TASK INSTRUCTIONS:
Copy every item below word for word, leaving out the pictures.

Object location entries for images:
+++

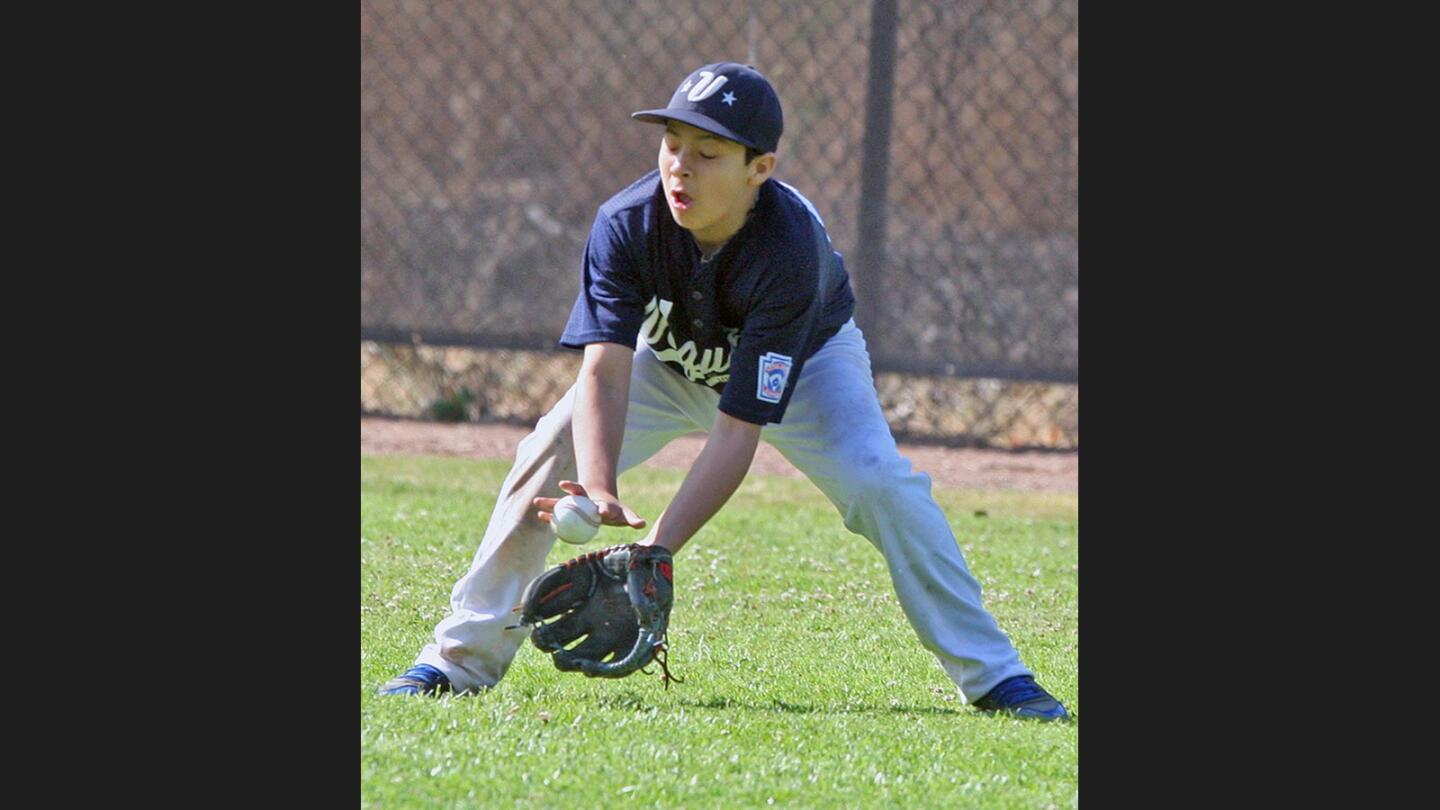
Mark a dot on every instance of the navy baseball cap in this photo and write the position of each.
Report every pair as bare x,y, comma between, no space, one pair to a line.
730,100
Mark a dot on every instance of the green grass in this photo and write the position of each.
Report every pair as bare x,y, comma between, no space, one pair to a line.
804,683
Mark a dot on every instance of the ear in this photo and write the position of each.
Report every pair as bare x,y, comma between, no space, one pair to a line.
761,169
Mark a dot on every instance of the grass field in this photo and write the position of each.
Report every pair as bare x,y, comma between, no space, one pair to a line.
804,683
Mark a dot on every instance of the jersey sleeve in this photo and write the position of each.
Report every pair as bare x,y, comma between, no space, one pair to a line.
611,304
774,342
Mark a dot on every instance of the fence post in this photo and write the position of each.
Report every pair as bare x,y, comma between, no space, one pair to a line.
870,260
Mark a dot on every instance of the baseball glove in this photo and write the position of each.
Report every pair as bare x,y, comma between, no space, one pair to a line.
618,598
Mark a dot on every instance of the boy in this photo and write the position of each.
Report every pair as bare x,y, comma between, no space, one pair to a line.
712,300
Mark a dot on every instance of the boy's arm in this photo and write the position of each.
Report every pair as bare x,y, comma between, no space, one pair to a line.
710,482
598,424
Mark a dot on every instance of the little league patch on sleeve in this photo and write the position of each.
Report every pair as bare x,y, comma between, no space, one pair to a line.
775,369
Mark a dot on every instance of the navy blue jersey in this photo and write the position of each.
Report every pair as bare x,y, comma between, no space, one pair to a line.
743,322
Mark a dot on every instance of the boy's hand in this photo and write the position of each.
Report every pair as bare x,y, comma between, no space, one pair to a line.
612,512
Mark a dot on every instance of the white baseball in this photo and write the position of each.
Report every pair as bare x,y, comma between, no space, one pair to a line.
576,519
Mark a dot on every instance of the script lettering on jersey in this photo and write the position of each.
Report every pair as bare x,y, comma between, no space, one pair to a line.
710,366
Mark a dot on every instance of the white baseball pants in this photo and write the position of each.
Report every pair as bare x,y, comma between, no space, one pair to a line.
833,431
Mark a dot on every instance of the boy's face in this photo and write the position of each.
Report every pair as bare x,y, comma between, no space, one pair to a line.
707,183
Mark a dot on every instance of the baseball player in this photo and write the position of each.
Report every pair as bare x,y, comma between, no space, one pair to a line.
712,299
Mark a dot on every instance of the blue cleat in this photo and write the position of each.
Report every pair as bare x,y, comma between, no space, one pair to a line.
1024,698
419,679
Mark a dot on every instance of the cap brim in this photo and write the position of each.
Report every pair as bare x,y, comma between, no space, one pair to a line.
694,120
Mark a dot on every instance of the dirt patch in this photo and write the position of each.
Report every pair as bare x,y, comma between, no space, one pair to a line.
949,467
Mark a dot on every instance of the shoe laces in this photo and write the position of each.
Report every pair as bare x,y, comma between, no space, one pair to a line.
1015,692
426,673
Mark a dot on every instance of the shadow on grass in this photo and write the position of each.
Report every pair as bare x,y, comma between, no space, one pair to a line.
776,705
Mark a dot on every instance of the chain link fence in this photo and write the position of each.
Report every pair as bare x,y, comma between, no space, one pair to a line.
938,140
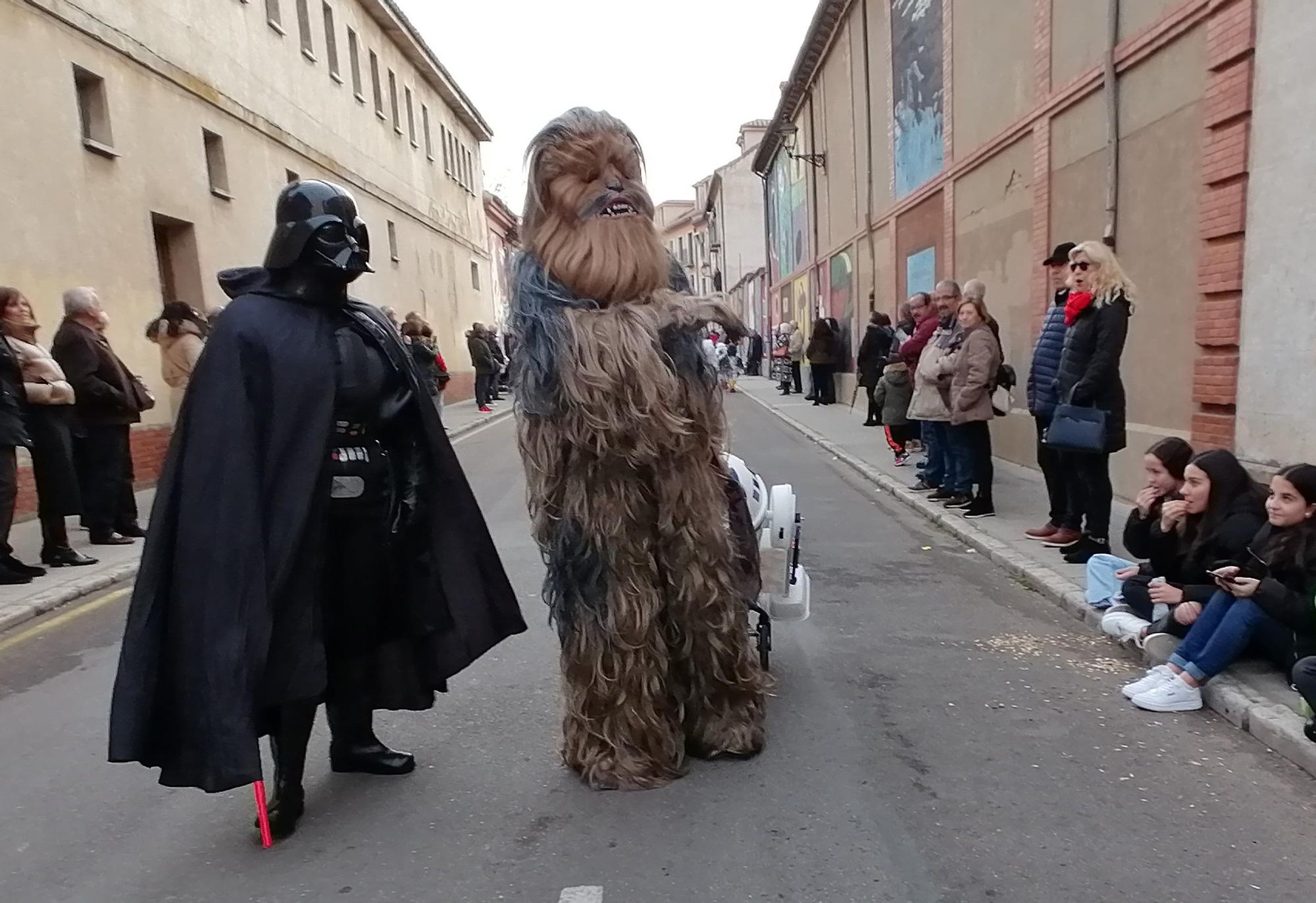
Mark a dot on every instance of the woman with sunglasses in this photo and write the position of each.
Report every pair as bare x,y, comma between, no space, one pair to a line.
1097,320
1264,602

+++

EXERCISE RESPONSE:
Mark a dot on every instance of the navy baseball cap in this photo and write the position of each.
Report every pair as bare x,y, comma between, no space, one pair to a line.
730,100
Mark a dot on every instance of the green grass in this photo and write the position of each.
Report every pair as bare x,y, comma between, no space, one pair to a line.
804,683
Mark a dot on every instance of the ear in this photo and write the position of each.
Report every pair as bare x,y, comma between, no space, one pair to a line.
761,169
Mark a dot on every instance of the grass field in this photo and write the position of each.
Report every pair as bare x,y, comma between, no space, one pair to a line.
804,683
Mark a dot on every instance of the jersey sleeve in this photo and write the position of each.
Report every pair as bare x,y, comma between, no space, one pair to a line.
611,304
774,342
Mark a dot on every instance of the fence post in this photo and write the position of each.
Report every pair as bare x,y, comma between, no space, one pair to a line.
870,260
Mark a dot on every instance of the baseball glove in this photo and write the position of each.
Report every pair as bare x,y, comma between, no space, one pair to a line.
618,598
Mark a dot on every instance of the boy in this photo and write the position of each.
Report every pair as bare x,y, comma between, no space, one pair to a line.
712,300
Mark a dot on every instance of the boy's arm in this photo and write the position of each.
Report every pair as bare x,y, comma between, no space, one pair to a line.
710,482
598,424
Mark a dot on every instance of the little league patch on sleeve in this photo and write the position of each.
Report every pair as bare x,y, comma between, no space, one pair to a line.
775,369
Mark a dot on every instance of the navy blue jersey in this photo and write the position of each.
Report every pair as bare x,y, comma between, no space, one pair to a line.
743,322
Mark a dot on every instance of the boy's hand in this photo and write the position of each.
Report every pair as bare x,y, comma between, no space, one pair to a line.
612,512
Mark a dot on every instance of the white baseball in this photo and write the position of each.
Report every pair as bare x,y, comma between, no space, one pair to a line.
576,519
Mark a dot on every instance of the script lettering on jersey in this photo and write the position of each.
Report every pair as bare x,y, comma between, no space, one pair to a line.
710,366
Mark a dot on every instance of the white baseball pants in this photo and write the position of each.
Report every pair as bare x,y, comma between, no space, one pair to a line.
833,431
Mark a dot on every instance of the boy's face in this photo and write the position of each.
Report every pair as bare x,y, comma between, no space, one pair to a line.
707,183
Mark a dot on every instance of the baseball player in this photo and write the position of each.
Report every pair as bare x,y, comma between, no space, one pair to a line.
712,299
Mark a dot on every instance of the blue cleat in this photo and write the position of each.
Report every pair as bare x,y, comma between, no space, one pair to a line.
1024,698
419,679
Mark a dot on every instance of the cap brim in this photo and write the position of each.
Report every pair as bare x,y, comma between, no space, one pair to a line.
694,120
Mark a dot on every instance of the dirt patch in this photo and write the position of each.
Report every pair as bare x,y, comma between, no space, one pair to a line.
949,467
Mark a dot on every instance of the shoe laces in this photo and write the position of each.
Report every pair as bare x,y, comma between, no space, one pair to a line.
1015,692
426,673
Mark a dot on every instance of the shadow on grass in this photo and write the position of each.
Report every pair as bare x,y, comma between, no space, one pair to a line.
776,705
Mark a dot on every instance of the chain link fence in this photo and write the position of each.
Report every pair as bare x,y, comma between, no space, one pair to a line.
938,140
Mark a dot on every instance of the woman with sunglasses in this photo and write the position of each.
Report every pair as bare x,y, comma between, no space, one pair to a line.
1097,320
1264,602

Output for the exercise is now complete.